WHAT NEEDS TO BE DONE = Rewrite every line from the one containing "the wooden post" through the end of the entries, requests included, scaling each coordinate in the answers by 1.85 and rounding to whole numbers with halves going up. Leave the request wording unchanged.

■ ■ ■ ■

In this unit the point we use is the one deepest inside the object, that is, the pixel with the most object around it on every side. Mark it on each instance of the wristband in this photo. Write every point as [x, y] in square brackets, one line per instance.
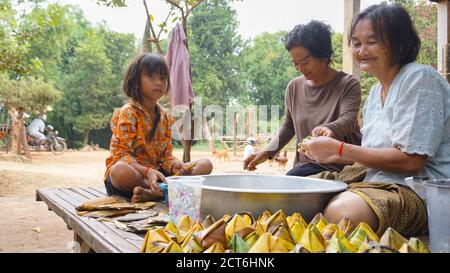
[145, 173]
[340, 149]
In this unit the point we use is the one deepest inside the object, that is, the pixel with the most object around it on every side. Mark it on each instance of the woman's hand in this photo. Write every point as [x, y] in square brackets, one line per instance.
[322, 131]
[181, 168]
[323, 149]
[254, 159]
[152, 176]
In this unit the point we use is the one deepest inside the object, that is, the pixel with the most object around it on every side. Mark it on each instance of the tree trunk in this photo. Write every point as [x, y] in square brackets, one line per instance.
[18, 133]
[14, 130]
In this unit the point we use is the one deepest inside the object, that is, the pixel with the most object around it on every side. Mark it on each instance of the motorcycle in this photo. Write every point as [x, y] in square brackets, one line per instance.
[53, 142]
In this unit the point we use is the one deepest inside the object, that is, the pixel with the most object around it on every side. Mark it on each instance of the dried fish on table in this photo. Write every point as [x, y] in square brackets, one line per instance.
[104, 213]
[94, 204]
[140, 215]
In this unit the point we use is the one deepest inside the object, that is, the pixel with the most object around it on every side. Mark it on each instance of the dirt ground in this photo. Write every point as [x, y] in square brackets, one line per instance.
[28, 226]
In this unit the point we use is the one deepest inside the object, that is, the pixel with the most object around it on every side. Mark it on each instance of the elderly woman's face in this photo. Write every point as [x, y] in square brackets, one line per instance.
[306, 64]
[368, 52]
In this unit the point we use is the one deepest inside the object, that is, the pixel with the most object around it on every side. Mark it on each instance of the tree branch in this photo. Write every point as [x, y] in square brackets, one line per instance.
[153, 38]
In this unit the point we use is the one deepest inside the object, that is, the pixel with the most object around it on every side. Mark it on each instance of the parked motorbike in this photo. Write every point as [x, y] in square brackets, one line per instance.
[53, 142]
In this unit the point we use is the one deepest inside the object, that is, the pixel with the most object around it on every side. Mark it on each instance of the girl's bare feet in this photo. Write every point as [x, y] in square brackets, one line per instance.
[143, 195]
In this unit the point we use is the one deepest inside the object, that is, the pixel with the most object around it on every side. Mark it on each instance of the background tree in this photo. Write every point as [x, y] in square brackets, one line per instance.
[268, 69]
[215, 48]
[27, 95]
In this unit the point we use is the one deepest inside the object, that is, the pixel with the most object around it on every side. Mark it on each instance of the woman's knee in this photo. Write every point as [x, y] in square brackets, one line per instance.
[348, 204]
[122, 175]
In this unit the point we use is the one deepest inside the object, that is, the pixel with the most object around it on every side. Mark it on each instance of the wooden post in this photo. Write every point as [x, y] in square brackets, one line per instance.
[235, 134]
[443, 30]
[351, 8]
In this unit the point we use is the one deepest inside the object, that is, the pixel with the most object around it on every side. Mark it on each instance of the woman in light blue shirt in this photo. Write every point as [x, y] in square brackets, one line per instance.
[406, 126]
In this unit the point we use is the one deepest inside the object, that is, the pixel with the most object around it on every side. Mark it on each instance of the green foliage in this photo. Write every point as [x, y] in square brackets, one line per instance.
[13, 42]
[215, 50]
[268, 69]
[33, 95]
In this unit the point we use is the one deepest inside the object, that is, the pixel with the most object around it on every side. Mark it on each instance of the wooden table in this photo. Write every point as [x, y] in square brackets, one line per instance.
[90, 235]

■ ■ ■ ■

TASK SOLUTION =
In this unit the point we use is the one deepest inside the object, that is, the pixel with the most object around it on every side. Mark it on each instance of the wooden post in this photo. Write every point as [x, y] in square brackets, one line per instance.
[435, 248]
[820, 56]
[649, 15]
In this unit the point we use is the one deepest inside the object, that is, the pixel with the most object around it on every side. Mark it on each instance of the woman in light blue shirt in this photo. Write every point as [x, y] in square brackets, one line per instance.
[751, 233]
In this unit the point we use is the one deepest inside the object, that is, the pixel with the most object around it on every side. Mark it on each instance of the green foliage in this photo. Write every point as [x, y] in square brackets, one line per instance.
[24, 78]
[398, 93]
[496, 128]
[61, 176]
In this unit the point we use is the one deepest inside the object, that is, the pixel with the most object around it on every side. Mark it on each instance of the wooden table in this photo. Write every point as [x, y] in square brackets, one line per instance.
[167, 435]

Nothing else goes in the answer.